■ REQUIRED WORK
A verbatim reproduction of the lines below, from the line containing "Where can you spot the ear" through the line containing "Where can you spot the crowd", both ends included, is the whole required output.

(Excerpts from a dataset)
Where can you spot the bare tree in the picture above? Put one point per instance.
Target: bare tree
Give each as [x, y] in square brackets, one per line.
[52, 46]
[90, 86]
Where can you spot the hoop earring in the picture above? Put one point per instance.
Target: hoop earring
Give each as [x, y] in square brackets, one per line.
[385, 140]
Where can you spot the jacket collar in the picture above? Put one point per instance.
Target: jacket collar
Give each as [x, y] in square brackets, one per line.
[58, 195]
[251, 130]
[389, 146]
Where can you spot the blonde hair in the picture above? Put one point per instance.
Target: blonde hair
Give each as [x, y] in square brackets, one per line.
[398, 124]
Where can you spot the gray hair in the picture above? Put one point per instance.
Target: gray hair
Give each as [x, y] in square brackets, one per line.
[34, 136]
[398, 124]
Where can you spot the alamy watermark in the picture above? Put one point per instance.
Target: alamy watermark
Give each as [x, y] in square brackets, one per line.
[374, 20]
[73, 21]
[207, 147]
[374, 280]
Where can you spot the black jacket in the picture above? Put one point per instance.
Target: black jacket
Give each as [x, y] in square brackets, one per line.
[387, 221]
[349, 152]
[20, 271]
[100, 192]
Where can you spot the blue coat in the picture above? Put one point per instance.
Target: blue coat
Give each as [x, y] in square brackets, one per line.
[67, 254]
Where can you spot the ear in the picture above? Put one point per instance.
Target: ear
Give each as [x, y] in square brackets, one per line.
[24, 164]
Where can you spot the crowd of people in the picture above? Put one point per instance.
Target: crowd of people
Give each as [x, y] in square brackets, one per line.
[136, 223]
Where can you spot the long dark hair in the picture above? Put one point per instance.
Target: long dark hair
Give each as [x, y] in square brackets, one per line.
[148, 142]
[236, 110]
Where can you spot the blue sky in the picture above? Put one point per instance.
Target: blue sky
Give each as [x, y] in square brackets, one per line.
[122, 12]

==

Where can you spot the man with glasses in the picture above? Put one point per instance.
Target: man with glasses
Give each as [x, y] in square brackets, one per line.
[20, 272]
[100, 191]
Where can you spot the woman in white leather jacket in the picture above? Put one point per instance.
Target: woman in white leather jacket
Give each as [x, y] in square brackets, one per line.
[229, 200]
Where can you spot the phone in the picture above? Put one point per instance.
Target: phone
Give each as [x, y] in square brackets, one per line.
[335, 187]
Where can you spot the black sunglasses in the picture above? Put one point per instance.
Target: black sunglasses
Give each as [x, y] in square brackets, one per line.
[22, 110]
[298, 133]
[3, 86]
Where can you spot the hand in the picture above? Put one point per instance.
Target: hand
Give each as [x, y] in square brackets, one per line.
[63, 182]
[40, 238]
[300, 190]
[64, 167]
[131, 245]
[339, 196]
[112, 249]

■ ANSWER TO THE PROBLEM
Where can you spot the ear in the picture above? Put one point per instance.
Target: ear
Give each as [x, y] in square brackets, one per line.
[24, 164]
Where can you spot the crowd of people in the picture above? Put one point per instance.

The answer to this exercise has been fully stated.